— begin —

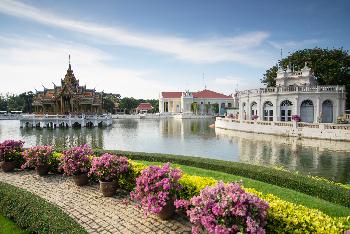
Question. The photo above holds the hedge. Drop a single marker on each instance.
(33, 213)
(283, 216)
(315, 187)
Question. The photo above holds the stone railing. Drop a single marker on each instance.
(295, 89)
(290, 124)
(338, 132)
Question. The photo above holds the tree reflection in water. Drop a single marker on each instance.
(330, 159)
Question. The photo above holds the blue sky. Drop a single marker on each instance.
(139, 48)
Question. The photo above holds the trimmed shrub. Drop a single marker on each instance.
(33, 213)
(108, 167)
(314, 187)
(77, 160)
(283, 216)
(10, 150)
(37, 156)
(225, 208)
(156, 187)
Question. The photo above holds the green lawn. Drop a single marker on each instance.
(9, 227)
(284, 193)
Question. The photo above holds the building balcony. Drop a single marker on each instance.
(294, 89)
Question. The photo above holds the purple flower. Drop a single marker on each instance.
(226, 209)
(10, 150)
(109, 167)
(155, 187)
(76, 160)
(37, 156)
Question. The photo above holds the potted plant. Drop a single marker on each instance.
(225, 209)
(255, 117)
(155, 190)
(38, 157)
(10, 154)
(76, 162)
(108, 168)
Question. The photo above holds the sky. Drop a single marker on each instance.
(141, 48)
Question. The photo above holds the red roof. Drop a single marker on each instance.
(209, 94)
(145, 106)
(171, 94)
(206, 93)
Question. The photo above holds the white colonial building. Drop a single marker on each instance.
(296, 93)
(181, 102)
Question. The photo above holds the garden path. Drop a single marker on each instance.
(97, 214)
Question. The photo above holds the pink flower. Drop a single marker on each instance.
(109, 167)
(155, 187)
(226, 209)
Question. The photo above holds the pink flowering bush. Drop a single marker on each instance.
(37, 156)
(76, 160)
(10, 150)
(254, 117)
(224, 209)
(108, 167)
(155, 187)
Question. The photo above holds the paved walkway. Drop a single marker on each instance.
(86, 205)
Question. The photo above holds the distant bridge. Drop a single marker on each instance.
(65, 121)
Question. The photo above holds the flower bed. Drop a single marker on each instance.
(155, 187)
(33, 213)
(225, 209)
(326, 190)
(76, 160)
(282, 216)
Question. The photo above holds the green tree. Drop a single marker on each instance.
(3, 103)
(195, 107)
(215, 108)
(109, 102)
(128, 103)
(331, 67)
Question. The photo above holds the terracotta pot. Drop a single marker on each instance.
(108, 189)
(81, 179)
(168, 210)
(42, 170)
(8, 166)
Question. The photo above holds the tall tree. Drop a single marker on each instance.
(331, 67)
(3, 103)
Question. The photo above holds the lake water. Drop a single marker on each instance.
(328, 159)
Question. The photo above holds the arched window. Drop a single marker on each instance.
(327, 111)
(286, 110)
(268, 111)
(244, 112)
(254, 109)
(307, 111)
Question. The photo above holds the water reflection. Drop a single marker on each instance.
(329, 159)
(64, 137)
(194, 137)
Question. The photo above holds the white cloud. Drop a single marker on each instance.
(27, 64)
(291, 45)
(240, 48)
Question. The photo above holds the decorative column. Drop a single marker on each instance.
(319, 110)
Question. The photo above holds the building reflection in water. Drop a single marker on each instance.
(64, 138)
(187, 128)
(330, 159)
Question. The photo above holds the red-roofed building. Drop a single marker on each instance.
(201, 102)
(144, 107)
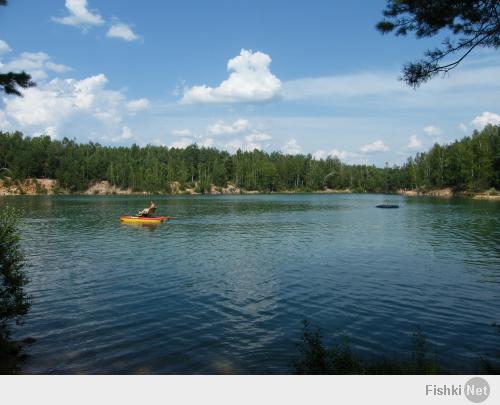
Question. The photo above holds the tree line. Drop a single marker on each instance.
(469, 164)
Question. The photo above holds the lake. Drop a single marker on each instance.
(224, 287)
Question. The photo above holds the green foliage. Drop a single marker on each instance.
(10, 82)
(473, 164)
(14, 303)
(473, 23)
(316, 358)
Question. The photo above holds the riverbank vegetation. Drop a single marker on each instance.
(14, 302)
(471, 164)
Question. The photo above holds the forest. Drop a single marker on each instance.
(468, 164)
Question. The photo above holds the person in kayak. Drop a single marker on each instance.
(147, 212)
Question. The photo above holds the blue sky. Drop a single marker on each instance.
(283, 75)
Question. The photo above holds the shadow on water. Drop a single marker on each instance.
(315, 357)
(222, 288)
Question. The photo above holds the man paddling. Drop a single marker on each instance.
(147, 212)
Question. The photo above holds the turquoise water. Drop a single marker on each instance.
(224, 287)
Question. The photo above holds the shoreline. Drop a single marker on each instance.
(34, 187)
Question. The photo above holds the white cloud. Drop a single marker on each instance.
(292, 147)
(345, 155)
(140, 104)
(433, 131)
(79, 15)
(4, 123)
(320, 154)
(35, 63)
(207, 142)
(377, 146)
(60, 102)
(415, 143)
(258, 137)
(381, 89)
(182, 132)
(57, 67)
(484, 119)
(351, 85)
(121, 30)
(4, 47)
(126, 133)
(220, 128)
(181, 143)
(250, 81)
(28, 61)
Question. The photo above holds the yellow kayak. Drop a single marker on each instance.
(142, 220)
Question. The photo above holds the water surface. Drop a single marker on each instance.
(225, 286)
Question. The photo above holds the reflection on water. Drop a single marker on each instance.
(224, 287)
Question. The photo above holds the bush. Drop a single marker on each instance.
(14, 302)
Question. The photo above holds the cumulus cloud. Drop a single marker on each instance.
(377, 146)
(121, 30)
(320, 154)
(250, 81)
(60, 102)
(221, 128)
(292, 147)
(126, 134)
(79, 15)
(4, 47)
(345, 155)
(35, 63)
(258, 137)
(140, 104)
(463, 128)
(433, 131)
(181, 143)
(415, 143)
(182, 132)
(57, 67)
(484, 119)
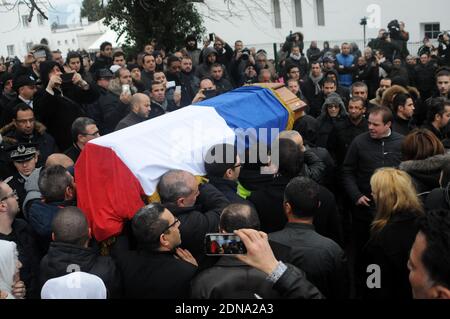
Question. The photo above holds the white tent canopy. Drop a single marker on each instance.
(109, 36)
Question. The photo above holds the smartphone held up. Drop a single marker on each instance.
(224, 245)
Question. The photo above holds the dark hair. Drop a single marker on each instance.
(73, 55)
(118, 53)
(219, 159)
(302, 194)
(146, 55)
(289, 68)
(357, 99)
(327, 80)
(385, 112)
(172, 59)
(435, 226)
(70, 226)
(53, 182)
(399, 100)
(147, 226)
(239, 216)
(104, 45)
(291, 158)
(442, 72)
(172, 186)
(446, 177)
(79, 127)
(21, 107)
(421, 144)
(437, 107)
(359, 84)
(216, 65)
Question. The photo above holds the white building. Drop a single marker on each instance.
(17, 35)
(261, 23)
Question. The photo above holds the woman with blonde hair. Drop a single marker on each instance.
(393, 232)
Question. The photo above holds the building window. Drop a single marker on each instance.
(277, 13)
(432, 30)
(298, 13)
(41, 20)
(25, 22)
(320, 12)
(11, 50)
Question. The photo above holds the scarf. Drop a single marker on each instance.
(295, 57)
(316, 81)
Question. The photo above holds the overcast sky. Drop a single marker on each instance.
(65, 11)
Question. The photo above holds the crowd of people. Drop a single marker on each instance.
(363, 178)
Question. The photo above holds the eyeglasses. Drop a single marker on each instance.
(170, 226)
(13, 194)
(26, 121)
(93, 134)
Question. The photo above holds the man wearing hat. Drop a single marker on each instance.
(24, 157)
(25, 87)
(7, 89)
(60, 102)
(112, 106)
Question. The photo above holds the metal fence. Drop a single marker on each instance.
(413, 47)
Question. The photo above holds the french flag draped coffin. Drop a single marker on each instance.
(116, 173)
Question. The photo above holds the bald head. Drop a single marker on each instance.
(238, 216)
(70, 226)
(140, 104)
(294, 136)
(59, 159)
(176, 184)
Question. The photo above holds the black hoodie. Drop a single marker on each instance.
(61, 257)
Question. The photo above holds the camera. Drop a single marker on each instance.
(245, 54)
(223, 245)
(441, 36)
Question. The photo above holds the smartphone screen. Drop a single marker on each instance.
(210, 94)
(67, 77)
(224, 245)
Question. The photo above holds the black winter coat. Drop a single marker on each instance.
(342, 137)
(108, 111)
(154, 275)
(389, 249)
(323, 261)
(269, 205)
(230, 278)
(61, 256)
(201, 219)
(426, 173)
(364, 157)
(438, 199)
(57, 112)
(45, 141)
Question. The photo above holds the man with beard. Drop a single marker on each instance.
(192, 50)
(403, 108)
(347, 130)
(190, 81)
(385, 84)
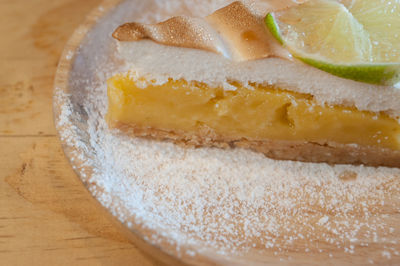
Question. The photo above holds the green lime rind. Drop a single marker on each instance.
(379, 74)
(273, 27)
(375, 73)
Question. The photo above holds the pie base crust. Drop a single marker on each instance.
(331, 153)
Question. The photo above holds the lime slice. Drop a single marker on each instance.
(353, 39)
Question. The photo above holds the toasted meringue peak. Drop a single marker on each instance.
(236, 31)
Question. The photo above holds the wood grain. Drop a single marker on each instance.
(46, 215)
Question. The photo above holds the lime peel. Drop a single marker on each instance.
(386, 73)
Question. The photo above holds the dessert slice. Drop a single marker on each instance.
(225, 81)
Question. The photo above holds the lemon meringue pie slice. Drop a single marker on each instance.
(224, 81)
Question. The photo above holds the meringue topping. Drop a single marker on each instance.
(236, 31)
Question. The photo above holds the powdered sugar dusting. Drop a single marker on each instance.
(227, 202)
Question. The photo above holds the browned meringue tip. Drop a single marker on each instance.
(236, 31)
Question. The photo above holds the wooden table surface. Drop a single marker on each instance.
(46, 215)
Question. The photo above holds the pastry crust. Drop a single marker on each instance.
(331, 153)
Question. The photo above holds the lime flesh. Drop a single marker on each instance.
(352, 39)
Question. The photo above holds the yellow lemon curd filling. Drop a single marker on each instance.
(254, 112)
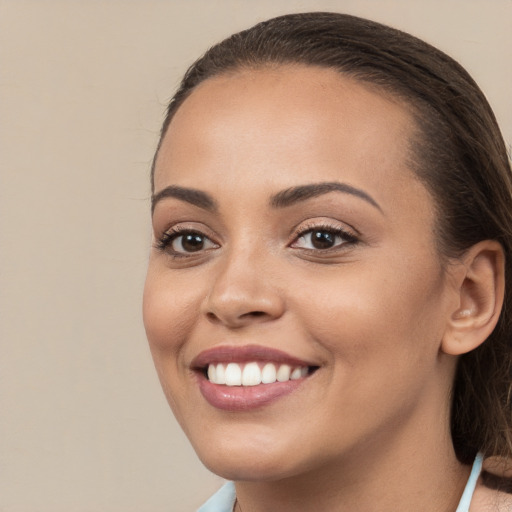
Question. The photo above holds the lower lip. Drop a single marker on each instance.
(245, 398)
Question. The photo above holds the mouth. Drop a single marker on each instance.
(255, 373)
(245, 378)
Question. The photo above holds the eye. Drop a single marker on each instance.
(181, 242)
(323, 238)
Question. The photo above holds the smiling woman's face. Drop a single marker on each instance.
(292, 238)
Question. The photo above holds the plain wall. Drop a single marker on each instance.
(84, 425)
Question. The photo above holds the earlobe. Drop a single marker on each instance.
(480, 288)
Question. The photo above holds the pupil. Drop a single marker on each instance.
(322, 240)
(192, 242)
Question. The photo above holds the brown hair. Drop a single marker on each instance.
(458, 153)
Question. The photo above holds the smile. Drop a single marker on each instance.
(235, 378)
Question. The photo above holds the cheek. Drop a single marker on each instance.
(376, 309)
(169, 312)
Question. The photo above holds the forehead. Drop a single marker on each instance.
(294, 122)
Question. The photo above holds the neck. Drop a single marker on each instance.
(388, 475)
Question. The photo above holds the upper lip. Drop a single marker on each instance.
(244, 354)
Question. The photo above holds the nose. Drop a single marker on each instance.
(243, 292)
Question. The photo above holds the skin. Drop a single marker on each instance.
(372, 315)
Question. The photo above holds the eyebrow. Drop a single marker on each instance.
(294, 195)
(189, 195)
(283, 199)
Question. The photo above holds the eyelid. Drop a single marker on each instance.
(165, 240)
(349, 235)
(324, 224)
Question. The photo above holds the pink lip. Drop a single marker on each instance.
(226, 354)
(240, 398)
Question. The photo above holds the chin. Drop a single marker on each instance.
(243, 461)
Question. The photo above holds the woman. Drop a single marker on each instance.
(325, 301)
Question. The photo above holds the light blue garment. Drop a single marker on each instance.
(224, 499)
(467, 495)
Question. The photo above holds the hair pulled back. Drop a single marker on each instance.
(458, 153)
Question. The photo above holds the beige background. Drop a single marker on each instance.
(83, 422)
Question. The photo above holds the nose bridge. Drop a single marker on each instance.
(242, 288)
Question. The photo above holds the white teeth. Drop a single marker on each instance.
(212, 373)
(233, 375)
(296, 374)
(283, 374)
(220, 374)
(269, 374)
(251, 374)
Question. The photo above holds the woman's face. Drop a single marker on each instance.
(293, 242)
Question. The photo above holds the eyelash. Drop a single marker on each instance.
(165, 242)
(349, 238)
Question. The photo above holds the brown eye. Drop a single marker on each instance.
(191, 242)
(322, 239)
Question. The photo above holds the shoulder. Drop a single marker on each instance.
(494, 490)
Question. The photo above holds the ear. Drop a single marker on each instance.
(480, 286)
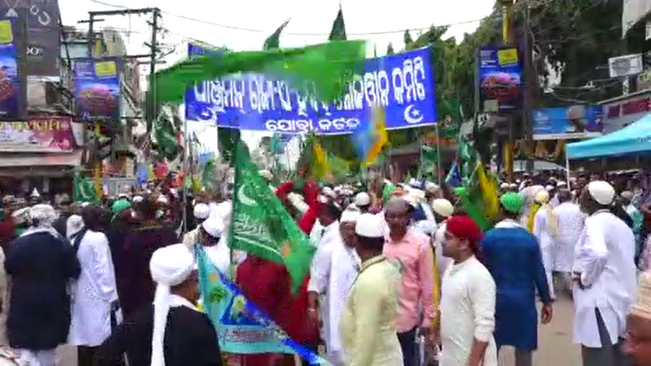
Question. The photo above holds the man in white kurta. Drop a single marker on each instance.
(344, 267)
(95, 291)
(467, 299)
(604, 273)
(545, 228)
(570, 226)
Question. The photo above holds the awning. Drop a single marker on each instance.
(9, 160)
(634, 139)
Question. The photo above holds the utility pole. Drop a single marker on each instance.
(151, 98)
(91, 45)
(507, 39)
(530, 85)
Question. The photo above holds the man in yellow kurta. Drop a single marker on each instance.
(368, 331)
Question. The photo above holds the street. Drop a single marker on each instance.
(555, 345)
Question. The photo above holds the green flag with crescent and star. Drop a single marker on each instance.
(261, 226)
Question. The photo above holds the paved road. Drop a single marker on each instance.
(555, 347)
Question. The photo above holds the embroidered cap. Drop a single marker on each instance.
(201, 211)
(370, 226)
(542, 197)
(602, 192)
(362, 199)
(349, 216)
(642, 306)
(443, 207)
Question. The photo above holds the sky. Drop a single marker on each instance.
(245, 24)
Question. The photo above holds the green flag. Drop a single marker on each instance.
(84, 189)
(338, 31)
(329, 66)
(429, 161)
(165, 134)
(273, 42)
(208, 174)
(260, 224)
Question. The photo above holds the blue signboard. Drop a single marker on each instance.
(10, 85)
(567, 122)
(403, 84)
(500, 79)
(97, 90)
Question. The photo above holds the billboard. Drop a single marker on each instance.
(38, 35)
(500, 79)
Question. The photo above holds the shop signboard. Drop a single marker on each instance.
(38, 134)
(576, 122)
(97, 90)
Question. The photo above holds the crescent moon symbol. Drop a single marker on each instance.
(413, 116)
(244, 198)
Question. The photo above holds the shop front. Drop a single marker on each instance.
(40, 153)
(622, 111)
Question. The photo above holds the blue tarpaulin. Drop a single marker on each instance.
(634, 139)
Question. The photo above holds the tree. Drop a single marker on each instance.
(390, 50)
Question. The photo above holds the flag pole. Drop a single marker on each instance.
(186, 149)
(438, 153)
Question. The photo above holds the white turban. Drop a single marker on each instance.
(201, 211)
(362, 199)
(602, 192)
(169, 266)
(442, 207)
(43, 214)
(74, 224)
(349, 216)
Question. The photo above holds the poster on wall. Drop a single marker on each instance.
(403, 84)
(37, 134)
(10, 85)
(500, 79)
(97, 90)
(576, 122)
(37, 36)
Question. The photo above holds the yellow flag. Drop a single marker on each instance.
(488, 188)
(379, 134)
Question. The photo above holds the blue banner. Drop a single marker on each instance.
(9, 81)
(567, 122)
(500, 79)
(97, 90)
(403, 84)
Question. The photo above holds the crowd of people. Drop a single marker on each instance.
(401, 276)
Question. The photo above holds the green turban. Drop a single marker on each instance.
(512, 202)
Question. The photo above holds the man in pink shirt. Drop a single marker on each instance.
(414, 255)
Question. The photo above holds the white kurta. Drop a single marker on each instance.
(93, 292)
(542, 231)
(344, 268)
(320, 271)
(467, 313)
(604, 256)
(570, 226)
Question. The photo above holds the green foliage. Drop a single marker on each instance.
(338, 31)
(576, 38)
(407, 38)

— end —

### Directions
Write out exactly the lines from the line holding "Question. The photo above holds the yellow flag." through the last line of the data, and nothing besides those lines.

### Final result
Question. The photo above holds the yellow flag. Drop a single marker on each instance.
(488, 188)
(379, 134)
Question. The photo above holds the blue banner. Drop a single marker on each instance.
(9, 81)
(567, 122)
(500, 79)
(97, 90)
(403, 84)
Question. The photo above holds the crowd of people. Drop a single marker on each instance.
(401, 276)
Question. The photo above holds the green turban. Drop a single marker on each instance.
(512, 202)
Question. The photo above holds the man in pink shirt. Drop a single marker on each instance.
(414, 255)
Question. The photo above holds the white kurta. Drop a single marker on each instance.
(93, 292)
(542, 231)
(344, 268)
(320, 271)
(467, 313)
(604, 256)
(570, 226)
Question. The photo above holds the green foliage. Drop a single marker on each instance.
(338, 31)
(576, 38)
(407, 38)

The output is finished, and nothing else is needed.